ЦИТИРУЕМЫЙ ТЕКСТ:
/---
Справедливо подчеркивая приспособительную роль психики, тесную связь психических явлений с нейрофизиологическими и соматическими процессами, Ч. Шеррингтон уже в своей книге «Интегративная деятельность нервной системы», вышедшей в 1906 г., склоняется к дуалистическому истолкованию старой проблемы духа и тела. Главный вопрос, на котором он сосредоточивает интерес, состоит в том, как связаны духовные явления с материальной деятельностью мозга. Внимательное чтение показывает весь трагизм борьбы Шеррингтона-естествоиспытателя против своих же мировоззренческих установок. С одной стороны, он решительно настаивает на неразрывной связи психического с физиологическим, призывает к объединению этих разнородных явлений в научном исследовании. Но, с Другой стороны, он не в состоянии преодолеть предвзятого представления об абсолютном отличии психических явлений от материальных и не в состоянии перешагнуть вырытую им же пропасть. Реальные трудности исследования психических явлений физиологическими методами еще больше углубляют это противоречие.

В дальнейшем Шеррингтон все более определенно ищет выход на путях дуалистического параллелизма духовных и телесных явлений (мы имеем в виду его широко известную книгу «Человек о своей природе», представляющую собрание лекций, прочитанных им в 1937-1938 годах в Эдинбургском университете). Психическое, духовное, по мысли Шеррингтона, не возникает из материального, оно изначально, оно лишь «пробуждается», приобретая развитую форму (Ch. Sherrington, 1942, p. 271). И хотя «кора является той областью, где встречаются мозг и дух» (там же, стр. 264), встречаются они, так сказать, на паритетных началах. Мысль уже фактически не является функцией мозга, субъективным проявлением его материальной деятельности, она имеет свой особый источник, лежащий за пределами материи, но почему-то обитает все-таки в мозгу. И Шеррингтон делает еще один вполне логичный в его позиции шаг: он склонен вообще вынести психическое, духовное, за пределы естествознания, в сферу "естественной теологии". Эта операция проводится на том основании, что психическое не является физическим, а постольку недоступно естественнонаучному исследованию. «Физиология, естествознание хранят молчание по поводу всего, что лежит за пределами физического» (Ch. Sherrington, 1952, p.1). В приведенном высказывании Шеррингтона ясно видно, к каким последствиям приводит дуалистическое противопоставление духовных и телесных явлений; абсолютизация различий делает психическое недосягаемым для научного познания.
\---
ЗАДАНИЕ К ВЫПОЛНЕНИЮ:
Выпишите все ссылки на источники, которые во фрагменте о взглядах Шеррингтона даны в скобках.

ИЗВЛЕЧЕННЫЕ ЗАПИСИ:
/---
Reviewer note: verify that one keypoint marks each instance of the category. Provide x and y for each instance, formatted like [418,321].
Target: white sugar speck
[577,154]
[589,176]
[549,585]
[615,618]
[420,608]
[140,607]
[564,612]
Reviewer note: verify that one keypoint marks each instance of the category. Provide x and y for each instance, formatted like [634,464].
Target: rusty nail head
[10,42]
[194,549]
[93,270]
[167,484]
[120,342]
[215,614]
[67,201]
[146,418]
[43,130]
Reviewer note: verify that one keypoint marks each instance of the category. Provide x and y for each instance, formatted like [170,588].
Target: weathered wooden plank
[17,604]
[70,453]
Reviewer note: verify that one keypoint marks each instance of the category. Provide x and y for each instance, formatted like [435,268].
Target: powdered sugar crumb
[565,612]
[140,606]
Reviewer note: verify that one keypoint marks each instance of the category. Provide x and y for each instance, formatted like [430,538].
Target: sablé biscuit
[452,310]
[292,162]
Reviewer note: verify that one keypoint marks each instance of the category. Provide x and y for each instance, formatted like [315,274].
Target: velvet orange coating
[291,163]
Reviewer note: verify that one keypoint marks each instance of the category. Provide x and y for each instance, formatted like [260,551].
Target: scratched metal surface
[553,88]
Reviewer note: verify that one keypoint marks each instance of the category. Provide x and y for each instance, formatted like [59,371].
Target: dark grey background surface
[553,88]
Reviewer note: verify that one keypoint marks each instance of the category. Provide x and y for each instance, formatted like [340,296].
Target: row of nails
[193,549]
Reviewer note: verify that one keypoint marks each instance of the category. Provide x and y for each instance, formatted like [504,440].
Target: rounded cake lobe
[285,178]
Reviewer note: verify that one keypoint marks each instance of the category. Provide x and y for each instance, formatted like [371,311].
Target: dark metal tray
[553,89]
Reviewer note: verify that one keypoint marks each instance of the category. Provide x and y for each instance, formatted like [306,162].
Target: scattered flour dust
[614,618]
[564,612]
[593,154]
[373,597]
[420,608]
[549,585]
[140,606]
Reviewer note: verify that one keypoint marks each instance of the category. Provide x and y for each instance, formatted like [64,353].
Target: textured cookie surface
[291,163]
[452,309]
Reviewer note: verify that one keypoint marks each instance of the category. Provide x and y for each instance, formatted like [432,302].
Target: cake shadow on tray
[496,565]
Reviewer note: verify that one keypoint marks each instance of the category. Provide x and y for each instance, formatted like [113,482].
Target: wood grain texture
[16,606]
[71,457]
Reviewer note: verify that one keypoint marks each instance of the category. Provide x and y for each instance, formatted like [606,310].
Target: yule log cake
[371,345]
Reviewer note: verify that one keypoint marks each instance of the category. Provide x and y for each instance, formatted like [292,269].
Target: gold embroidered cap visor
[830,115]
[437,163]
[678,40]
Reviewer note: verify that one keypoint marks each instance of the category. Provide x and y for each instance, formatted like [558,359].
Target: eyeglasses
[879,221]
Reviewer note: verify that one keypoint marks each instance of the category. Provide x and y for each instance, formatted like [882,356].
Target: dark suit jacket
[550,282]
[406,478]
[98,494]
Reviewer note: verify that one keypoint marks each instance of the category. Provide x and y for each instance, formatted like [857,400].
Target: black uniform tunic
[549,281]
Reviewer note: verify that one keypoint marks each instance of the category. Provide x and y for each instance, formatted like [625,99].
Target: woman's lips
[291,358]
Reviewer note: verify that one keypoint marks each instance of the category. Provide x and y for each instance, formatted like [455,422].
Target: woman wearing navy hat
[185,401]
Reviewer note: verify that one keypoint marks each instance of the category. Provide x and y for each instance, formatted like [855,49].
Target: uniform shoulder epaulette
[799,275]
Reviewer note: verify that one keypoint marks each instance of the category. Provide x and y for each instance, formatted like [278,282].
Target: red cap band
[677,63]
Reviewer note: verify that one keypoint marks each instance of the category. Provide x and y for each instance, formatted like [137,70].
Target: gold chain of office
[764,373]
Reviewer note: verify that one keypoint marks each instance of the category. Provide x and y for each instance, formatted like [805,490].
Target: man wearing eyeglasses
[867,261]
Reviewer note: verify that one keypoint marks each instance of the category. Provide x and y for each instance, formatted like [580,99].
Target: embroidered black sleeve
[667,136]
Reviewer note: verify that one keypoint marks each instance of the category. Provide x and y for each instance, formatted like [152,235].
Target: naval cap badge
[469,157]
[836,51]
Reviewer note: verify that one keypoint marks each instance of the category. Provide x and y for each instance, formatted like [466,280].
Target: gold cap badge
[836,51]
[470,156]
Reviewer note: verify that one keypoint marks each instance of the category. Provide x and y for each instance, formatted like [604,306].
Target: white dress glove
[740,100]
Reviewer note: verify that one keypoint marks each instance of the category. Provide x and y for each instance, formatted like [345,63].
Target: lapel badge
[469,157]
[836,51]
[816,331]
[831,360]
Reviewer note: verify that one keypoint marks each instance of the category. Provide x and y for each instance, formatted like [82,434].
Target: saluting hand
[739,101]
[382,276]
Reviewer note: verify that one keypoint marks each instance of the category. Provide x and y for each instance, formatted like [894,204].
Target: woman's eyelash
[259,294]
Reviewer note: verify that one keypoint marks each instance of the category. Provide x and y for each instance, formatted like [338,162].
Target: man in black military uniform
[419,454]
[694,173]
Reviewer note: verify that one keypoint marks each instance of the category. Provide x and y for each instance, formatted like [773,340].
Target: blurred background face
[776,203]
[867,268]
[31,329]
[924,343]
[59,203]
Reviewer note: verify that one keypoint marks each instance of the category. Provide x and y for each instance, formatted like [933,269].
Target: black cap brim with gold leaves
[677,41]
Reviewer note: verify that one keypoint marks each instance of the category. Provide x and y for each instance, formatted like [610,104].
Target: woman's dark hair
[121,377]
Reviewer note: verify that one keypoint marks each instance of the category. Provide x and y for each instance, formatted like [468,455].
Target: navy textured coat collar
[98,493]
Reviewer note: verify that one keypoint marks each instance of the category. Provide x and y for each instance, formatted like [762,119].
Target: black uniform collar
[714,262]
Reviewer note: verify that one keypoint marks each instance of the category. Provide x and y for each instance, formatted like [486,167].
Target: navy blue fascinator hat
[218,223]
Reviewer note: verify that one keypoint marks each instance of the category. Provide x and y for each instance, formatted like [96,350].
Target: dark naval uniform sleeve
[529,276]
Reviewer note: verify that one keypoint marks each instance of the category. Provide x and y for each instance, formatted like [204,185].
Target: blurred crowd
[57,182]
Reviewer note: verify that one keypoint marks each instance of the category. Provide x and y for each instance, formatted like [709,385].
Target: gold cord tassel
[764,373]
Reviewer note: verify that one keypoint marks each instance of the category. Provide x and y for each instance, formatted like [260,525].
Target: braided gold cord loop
\---
РЕШЕНИЕ ЗАДАЧИ:
(Ch. Sherrington, 1942, p. 271)
(там же, стр. 264)
(Ch. Sherrington, 1952, p.1)